WHAT TO WORK ON
Count the lines in the listing below that contain the string "leaf", matching case exactly. Reply with the number only.

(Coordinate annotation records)
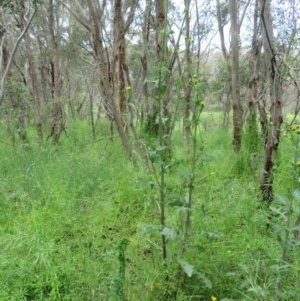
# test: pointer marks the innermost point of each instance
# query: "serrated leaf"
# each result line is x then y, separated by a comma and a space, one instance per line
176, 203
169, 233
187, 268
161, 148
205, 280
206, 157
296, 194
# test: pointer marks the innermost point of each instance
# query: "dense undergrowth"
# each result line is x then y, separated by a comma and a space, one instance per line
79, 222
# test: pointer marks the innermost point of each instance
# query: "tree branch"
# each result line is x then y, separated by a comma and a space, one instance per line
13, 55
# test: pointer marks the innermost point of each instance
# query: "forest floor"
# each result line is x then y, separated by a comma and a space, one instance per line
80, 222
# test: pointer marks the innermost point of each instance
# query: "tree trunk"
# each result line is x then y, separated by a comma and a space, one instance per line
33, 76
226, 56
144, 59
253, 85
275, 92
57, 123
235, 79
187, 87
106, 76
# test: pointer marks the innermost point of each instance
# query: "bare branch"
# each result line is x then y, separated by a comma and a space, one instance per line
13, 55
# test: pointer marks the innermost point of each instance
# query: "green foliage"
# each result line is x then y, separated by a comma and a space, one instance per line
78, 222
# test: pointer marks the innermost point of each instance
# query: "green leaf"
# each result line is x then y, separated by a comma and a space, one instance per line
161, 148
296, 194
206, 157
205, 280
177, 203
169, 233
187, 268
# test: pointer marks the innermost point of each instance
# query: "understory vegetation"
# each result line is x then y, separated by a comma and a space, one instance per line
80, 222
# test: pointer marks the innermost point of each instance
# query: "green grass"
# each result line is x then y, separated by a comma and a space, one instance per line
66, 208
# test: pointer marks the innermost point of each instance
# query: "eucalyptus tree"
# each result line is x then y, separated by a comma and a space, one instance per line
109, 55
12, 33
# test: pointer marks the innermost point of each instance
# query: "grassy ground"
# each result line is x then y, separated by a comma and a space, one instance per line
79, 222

...

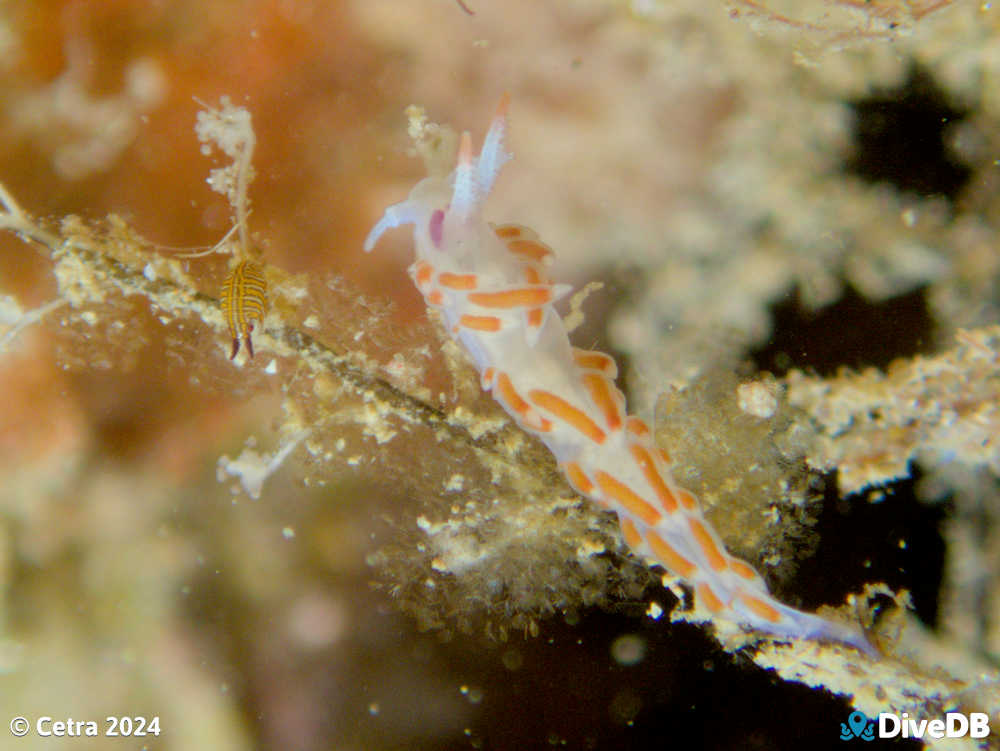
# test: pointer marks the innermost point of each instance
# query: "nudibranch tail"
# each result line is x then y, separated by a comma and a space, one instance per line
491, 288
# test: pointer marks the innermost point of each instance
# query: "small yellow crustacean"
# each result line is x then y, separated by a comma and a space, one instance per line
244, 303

WORKED SOLUTION
2